What to produce — Please repeat the following material line for line, without changing anything.

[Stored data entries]

>>>

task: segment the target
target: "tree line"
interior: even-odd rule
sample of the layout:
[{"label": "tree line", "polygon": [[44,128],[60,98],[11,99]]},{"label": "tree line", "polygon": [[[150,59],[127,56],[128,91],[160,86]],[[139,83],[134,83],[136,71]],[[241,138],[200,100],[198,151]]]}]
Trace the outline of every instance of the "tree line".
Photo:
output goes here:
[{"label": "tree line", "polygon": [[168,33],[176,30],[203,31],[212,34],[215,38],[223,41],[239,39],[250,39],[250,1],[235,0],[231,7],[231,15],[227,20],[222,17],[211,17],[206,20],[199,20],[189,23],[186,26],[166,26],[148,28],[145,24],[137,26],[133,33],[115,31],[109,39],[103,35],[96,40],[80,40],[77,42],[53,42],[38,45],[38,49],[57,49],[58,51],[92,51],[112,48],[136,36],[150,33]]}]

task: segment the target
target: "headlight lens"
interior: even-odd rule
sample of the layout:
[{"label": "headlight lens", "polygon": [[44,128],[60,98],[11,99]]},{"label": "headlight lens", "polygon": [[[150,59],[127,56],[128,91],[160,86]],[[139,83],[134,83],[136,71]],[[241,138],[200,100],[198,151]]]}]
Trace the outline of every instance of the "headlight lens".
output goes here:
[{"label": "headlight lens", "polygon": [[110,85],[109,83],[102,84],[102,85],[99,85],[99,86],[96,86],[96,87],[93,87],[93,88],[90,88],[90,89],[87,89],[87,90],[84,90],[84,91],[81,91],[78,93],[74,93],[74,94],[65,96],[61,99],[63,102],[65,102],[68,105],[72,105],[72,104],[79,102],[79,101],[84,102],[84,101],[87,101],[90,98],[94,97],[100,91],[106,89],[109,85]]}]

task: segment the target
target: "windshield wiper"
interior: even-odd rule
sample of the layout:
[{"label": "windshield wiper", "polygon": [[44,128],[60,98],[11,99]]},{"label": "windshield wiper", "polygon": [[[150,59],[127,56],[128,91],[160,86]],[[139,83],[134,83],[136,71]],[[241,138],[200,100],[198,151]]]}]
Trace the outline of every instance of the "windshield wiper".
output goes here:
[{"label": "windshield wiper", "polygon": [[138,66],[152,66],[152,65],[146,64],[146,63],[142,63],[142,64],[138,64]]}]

<<<

Response to the task —
task: segment the target
target: "tree line"
interior: even-odd rule
sample of the layout:
[{"label": "tree line", "polygon": [[44,128],[60,98],[11,99]]},{"label": "tree line", "polygon": [[[150,59],[127,56],[128,91],[160,86]],[[139,83],[134,83],[136,71]],[[241,138],[200,100],[198,151]]]}]
Trace the outline of every instance of the "tree line".
Photo:
output goes here:
[{"label": "tree line", "polygon": [[168,33],[176,30],[203,31],[212,34],[215,38],[223,41],[239,39],[250,39],[250,1],[235,0],[231,7],[231,15],[227,20],[222,17],[211,17],[206,20],[199,20],[189,23],[186,26],[166,26],[148,28],[145,24],[137,26],[133,33],[115,31],[109,39],[103,35],[96,40],[80,40],[77,42],[53,42],[38,45],[38,49],[57,49],[58,51],[92,51],[112,48],[136,36],[150,33]]}]

task: segment the target
target: "headlight lens"
interior: even-odd rule
sample of the layout:
[{"label": "headlight lens", "polygon": [[44,128],[60,98],[11,99]]},{"label": "headlight lens", "polygon": [[[150,59],[127,56],[128,91],[160,86]],[[139,83],[134,83],[136,71]],[[241,138],[200,100],[198,151]]]}]
Trace the outline of every instance of the "headlight lens".
output goes here:
[{"label": "headlight lens", "polygon": [[110,85],[109,83],[102,84],[102,85],[99,85],[99,86],[96,86],[96,87],[93,87],[93,88],[90,88],[90,89],[87,89],[87,90],[84,90],[84,91],[81,91],[78,93],[74,93],[74,94],[65,96],[61,99],[63,102],[65,102],[68,105],[72,105],[72,104],[79,102],[79,101],[84,102],[84,101],[87,101],[90,98],[94,97],[100,91],[106,89],[109,85]]}]

task: segment the target
target: "windshield wiper"
interior: even-odd rule
sample of the layout:
[{"label": "windshield wiper", "polygon": [[44,128],[60,98],[11,99]]},{"label": "windshield wiper", "polygon": [[[150,59],[127,56],[128,91],[160,86]],[[139,83],[134,83],[136,71]],[[241,138],[200,100],[198,151]]]}]
Trace the outline of every instance of the "windshield wiper".
output goes here:
[{"label": "windshield wiper", "polygon": [[138,66],[152,66],[152,65],[146,64],[146,63],[142,63],[142,64],[138,64]]}]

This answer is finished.